## [PASSAGE]

——————

Friday COVID-19 Briefing


Top news, reports and insights for today:

  1. Daily headline summaries for Friday:
  • Data shows signs the epicenter of the coronavirus epidemic may be shifting to the Midwest on Thursday while Sunbelt states saw new infections begin to decline while cases rise in Ohio, Kentucky, Tennessee, Missouri, Kansas and Nebraska (Reuters)
  • The Trump administration abruptly required hospitals to stop reporting COVID-19 data to CDC and use a new reporting system set up by a contractor. That system remains plagued with delays and inaccuracies. Hearings and investigations now underway (NPR)
  • Scammers are making millions selling bogus dietary supplements to treat and prevent COVID-19. NPR found over 100 supplements listed for sale on Amazon that make unsubstantiated and potentially illegal claims that they fight viruses. These include products sold by a company recently sued by the Department of Justice over fraud allegations related to COVID-19 (NPR)
  • African-Americans are known to suffer disproportionately from COVID-19 in many ways. A recent study in 5 hospitals in Baltimore/Washington from March to May shows that Latinos had test positivity rates 5-times higher than whites and double that of blacks. The Latino community needs greater attention (JAMA)

——————

## [REQUIRED WORK]
a – Reproduce the stretch of the COVID-19 briefing from "1. Daily headline" through "and Nebraska (Reuters)".
b – Answer these questions using the COVID-19 briefing.
(i) Which states does the briefing name as seeing cases rise?
(ii) How many supplements did NPR find listed for sale on Amazon?
(iii) How did the test positivity rate among Latinos compare with that of whites in the Baltimore/Washington study?

Images for object localization:
——————

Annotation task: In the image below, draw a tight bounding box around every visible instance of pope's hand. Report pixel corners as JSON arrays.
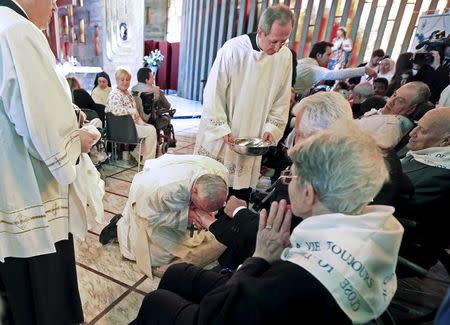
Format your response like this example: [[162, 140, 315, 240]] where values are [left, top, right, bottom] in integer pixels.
[[195, 209, 217, 229], [263, 132, 275, 143], [188, 205, 203, 229], [365, 66, 377, 78], [78, 129, 96, 153], [253, 200, 292, 263], [223, 133, 234, 143], [224, 195, 247, 218]]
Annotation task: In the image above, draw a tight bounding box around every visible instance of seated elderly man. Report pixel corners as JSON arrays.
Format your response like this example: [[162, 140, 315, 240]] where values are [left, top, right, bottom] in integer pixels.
[[197, 92, 402, 269], [358, 81, 430, 152], [117, 154, 228, 277], [135, 126, 403, 325], [396, 107, 450, 267]]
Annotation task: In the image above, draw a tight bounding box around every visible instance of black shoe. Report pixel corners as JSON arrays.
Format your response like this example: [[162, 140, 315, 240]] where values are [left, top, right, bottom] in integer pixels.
[[99, 213, 122, 245]]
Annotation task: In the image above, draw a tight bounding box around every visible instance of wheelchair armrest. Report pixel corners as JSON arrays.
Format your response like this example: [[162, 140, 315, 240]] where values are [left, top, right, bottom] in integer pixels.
[[398, 256, 428, 277]]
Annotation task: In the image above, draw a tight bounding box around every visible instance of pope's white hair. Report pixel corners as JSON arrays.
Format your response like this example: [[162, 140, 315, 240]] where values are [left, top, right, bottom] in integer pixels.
[[195, 174, 228, 204], [290, 122, 388, 215], [292, 91, 353, 137]]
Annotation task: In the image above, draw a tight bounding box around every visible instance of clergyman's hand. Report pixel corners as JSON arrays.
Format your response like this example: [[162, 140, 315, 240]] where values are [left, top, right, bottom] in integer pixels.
[[188, 205, 203, 229], [253, 200, 292, 263], [263, 132, 275, 143], [365, 66, 377, 79], [224, 195, 247, 218], [223, 133, 234, 143], [195, 209, 217, 229], [78, 129, 96, 153]]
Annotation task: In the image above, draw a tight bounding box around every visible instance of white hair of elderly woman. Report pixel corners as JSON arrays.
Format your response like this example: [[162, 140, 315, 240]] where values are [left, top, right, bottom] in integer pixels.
[[292, 91, 353, 137], [289, 121, 388, 215]]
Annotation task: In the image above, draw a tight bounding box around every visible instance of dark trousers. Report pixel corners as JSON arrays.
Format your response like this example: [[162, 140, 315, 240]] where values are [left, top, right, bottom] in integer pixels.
[[0, 235, 83, 325]]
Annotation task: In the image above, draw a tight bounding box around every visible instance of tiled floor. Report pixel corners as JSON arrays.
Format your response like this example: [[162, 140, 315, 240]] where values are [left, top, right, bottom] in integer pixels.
[[75, 116, 201, 325], [75, 100, 449, 325]]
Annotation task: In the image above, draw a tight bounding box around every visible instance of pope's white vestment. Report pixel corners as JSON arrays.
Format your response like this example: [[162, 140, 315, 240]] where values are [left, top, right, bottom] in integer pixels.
[[194, 35, 292, 189], [0, 7, 80, 262], [117, 154, 228, 277]]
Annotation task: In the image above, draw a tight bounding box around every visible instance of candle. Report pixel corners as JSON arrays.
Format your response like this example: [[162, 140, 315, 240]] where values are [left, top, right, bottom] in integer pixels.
[[79, 19, 86, 43]]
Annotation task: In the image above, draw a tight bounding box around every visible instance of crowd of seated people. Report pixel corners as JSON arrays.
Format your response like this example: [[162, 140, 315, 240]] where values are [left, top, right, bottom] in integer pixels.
[[129, 40, 450, 324], [91, 71, 112, 106], [67, 36, 450, 324], [105, 68, 158, 161], [130, 125, 403, 324]]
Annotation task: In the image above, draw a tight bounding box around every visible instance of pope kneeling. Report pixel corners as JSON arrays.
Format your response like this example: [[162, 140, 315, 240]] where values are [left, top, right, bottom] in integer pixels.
[[117, 154, 228, 277]]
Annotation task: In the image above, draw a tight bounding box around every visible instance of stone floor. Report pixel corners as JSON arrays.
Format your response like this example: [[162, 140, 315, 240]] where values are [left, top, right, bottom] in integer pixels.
[[75, 95, 450, 325], [75, 116, 200, 325]]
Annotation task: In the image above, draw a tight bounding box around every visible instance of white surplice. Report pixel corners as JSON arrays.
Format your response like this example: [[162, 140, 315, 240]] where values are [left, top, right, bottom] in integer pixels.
[[194, 35, 292, 189], [0, 7, 80, 262], [117, 154, 228, 277]]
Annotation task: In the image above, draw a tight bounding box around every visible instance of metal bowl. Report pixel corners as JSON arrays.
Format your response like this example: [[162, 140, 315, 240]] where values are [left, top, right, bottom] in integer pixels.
[[229, 138, 274, 156]]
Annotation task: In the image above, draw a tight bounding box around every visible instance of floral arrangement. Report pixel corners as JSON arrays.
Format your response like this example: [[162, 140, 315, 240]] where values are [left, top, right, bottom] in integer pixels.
[[144, 49, 164, 67]]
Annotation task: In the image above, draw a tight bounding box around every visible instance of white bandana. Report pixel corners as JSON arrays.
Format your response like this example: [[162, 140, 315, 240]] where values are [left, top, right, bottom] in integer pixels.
[[281, 206, 403, 324], [406, 146, 450, 169]]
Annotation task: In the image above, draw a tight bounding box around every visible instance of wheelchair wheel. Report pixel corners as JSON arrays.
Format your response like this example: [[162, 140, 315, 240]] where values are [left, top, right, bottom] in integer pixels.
[[159, 142, 169, 155]]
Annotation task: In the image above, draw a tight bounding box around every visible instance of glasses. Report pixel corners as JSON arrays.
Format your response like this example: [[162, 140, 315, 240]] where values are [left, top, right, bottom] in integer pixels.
[[280, 169, 298, 185], [269, 40, 289, 49]]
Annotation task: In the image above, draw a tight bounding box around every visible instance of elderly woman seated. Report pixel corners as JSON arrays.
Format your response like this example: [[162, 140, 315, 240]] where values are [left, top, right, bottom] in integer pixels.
[[130, 126, 403, 325], [105, 68, 157, 161]]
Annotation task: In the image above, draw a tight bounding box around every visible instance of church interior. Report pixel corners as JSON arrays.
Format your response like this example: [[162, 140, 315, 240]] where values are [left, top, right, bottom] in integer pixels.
[[0, 0, 450, 325]]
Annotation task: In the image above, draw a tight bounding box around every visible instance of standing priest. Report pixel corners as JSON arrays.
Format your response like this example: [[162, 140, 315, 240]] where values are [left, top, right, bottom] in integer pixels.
[[195, 5, 294, 199], [0, 0, 95, 325]]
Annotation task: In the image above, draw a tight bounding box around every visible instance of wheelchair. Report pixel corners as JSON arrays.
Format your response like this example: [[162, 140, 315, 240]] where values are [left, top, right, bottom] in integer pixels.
[[132, 92, 177, 154]]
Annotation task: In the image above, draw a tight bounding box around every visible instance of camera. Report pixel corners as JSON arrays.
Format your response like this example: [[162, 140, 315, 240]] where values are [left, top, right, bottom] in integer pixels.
[[412, 52, 434, 65], [416, 30, 450, 52]]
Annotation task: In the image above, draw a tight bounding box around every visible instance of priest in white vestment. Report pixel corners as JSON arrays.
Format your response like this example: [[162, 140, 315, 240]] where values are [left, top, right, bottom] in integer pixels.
[[0, 0, 95, 325], [117, 154, 228, 277], [194, 5, 293, 194]]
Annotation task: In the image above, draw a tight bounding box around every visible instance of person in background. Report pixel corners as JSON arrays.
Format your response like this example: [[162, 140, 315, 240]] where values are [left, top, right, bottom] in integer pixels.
[[91, 72, 112, 106], [352, 82, 374, 118], [378, 58, 395, 82], [361, 49, 385, 82], [328, 26, 353, 70], [373, 77, 389, 99], [386, 52, 413, 97], [0, 0, 95, 325], [395, 107, 450, 269], [66, 77, 105, 125], [194, 4, 294, 199], [294, 42, 377, 96], [105, 67, 158, 161], [132, 126, 403, 325]]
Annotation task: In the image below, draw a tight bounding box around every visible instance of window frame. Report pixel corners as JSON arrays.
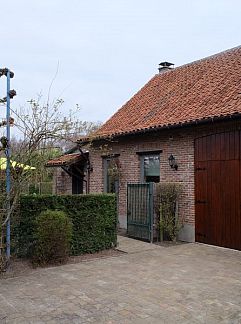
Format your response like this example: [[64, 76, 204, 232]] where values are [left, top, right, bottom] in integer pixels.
[[136, 150, 162, 183]]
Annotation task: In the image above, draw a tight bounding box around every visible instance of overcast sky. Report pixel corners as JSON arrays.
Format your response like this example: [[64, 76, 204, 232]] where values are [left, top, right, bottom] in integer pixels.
[[0, 0, 241, 121]]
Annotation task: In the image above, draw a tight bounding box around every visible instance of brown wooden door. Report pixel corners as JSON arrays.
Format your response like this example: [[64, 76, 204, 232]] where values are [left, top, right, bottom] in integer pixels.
[[195, 131, 241, 250]]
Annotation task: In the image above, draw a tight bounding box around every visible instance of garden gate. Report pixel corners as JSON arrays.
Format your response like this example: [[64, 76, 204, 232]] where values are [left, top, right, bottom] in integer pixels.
[[127, 183, 154, 242]]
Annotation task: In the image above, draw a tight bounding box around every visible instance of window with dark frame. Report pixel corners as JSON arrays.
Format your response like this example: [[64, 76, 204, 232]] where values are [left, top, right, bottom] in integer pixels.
[[141, 153, 160, 182], [104, 157, 119, 193]]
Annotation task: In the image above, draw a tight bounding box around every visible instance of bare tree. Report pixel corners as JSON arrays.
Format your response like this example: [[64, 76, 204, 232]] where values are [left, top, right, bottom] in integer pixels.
[[0, 95, 99, 269]]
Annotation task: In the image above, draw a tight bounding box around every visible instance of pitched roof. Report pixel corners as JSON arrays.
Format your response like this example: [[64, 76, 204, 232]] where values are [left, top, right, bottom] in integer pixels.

——————

## [EXPECTED RESPONSES]
a –
1. Daily headline summaries for Friday:
  • Data shows signs the epicenter of the coronavirus epidemic may be shifting to the Midwest on Thursday while Sunbelt states saw new infections begin to decline while cases rise in Ohio, Kentucky, Tennessee, Missouri, Kansas and Nebraska (Reuters)

b –
(i) Ohio, Kentucky, Tennessee, Missouri, Kansas and Nebraska
(ii) Over 100
(iii) It was 5 times higher.